PROVIDED RECORDS |

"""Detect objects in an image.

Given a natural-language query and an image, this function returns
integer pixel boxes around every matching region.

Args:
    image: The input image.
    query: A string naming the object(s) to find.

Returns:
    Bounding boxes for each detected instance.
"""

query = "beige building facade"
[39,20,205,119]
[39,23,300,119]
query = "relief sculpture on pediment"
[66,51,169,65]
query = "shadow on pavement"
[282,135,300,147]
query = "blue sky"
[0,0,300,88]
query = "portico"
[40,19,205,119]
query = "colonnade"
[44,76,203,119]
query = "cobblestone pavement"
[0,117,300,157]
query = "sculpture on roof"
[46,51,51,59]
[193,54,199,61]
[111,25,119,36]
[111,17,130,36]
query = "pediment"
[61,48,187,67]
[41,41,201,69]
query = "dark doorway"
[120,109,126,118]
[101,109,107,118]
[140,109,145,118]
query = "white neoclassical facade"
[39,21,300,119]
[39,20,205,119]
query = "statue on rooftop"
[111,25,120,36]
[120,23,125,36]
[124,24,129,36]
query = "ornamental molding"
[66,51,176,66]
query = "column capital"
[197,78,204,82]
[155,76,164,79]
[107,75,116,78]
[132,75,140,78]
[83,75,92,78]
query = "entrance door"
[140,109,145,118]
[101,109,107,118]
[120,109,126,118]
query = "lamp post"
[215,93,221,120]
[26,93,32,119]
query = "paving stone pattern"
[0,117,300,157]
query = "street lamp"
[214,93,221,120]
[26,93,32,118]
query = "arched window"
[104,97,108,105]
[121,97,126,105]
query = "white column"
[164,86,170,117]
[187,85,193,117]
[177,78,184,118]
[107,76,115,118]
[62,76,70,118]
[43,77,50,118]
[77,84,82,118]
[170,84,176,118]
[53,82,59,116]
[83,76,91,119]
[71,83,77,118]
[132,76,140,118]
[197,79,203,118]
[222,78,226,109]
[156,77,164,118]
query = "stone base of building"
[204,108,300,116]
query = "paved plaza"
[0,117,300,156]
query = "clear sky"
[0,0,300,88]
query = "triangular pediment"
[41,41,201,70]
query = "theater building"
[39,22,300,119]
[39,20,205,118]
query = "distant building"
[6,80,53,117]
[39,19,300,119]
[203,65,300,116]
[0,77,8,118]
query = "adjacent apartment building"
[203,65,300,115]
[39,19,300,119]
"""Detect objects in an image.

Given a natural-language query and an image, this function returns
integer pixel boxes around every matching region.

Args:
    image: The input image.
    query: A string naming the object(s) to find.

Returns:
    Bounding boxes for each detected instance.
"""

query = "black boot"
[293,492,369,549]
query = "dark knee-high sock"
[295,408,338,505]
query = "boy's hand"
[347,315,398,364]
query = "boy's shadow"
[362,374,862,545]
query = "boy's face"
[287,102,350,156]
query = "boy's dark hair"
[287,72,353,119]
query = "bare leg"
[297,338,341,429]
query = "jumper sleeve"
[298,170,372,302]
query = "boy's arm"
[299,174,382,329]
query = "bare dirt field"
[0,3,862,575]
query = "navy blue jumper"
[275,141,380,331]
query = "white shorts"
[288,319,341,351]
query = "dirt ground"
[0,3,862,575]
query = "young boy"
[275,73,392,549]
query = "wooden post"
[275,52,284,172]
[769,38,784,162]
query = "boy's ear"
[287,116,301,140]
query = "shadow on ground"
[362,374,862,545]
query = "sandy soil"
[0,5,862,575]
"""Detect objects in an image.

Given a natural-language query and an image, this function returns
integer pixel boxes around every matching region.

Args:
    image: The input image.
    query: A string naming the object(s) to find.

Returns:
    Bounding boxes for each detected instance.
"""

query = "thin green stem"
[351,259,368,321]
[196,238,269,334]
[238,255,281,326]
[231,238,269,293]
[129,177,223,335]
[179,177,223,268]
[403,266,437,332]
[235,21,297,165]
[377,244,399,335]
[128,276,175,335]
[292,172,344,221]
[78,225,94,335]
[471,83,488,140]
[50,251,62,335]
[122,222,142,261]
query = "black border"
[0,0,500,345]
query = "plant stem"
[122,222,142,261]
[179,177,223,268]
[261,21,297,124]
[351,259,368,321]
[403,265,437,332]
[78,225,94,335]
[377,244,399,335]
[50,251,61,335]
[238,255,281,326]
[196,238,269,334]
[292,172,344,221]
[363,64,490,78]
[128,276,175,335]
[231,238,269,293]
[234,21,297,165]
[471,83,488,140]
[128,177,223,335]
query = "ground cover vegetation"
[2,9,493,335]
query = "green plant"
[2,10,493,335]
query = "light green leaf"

STATED PROBLEM |
How many lines in the records above contain the string "dirt"? Case counts. Give only the number.

THE RESPONSE |
2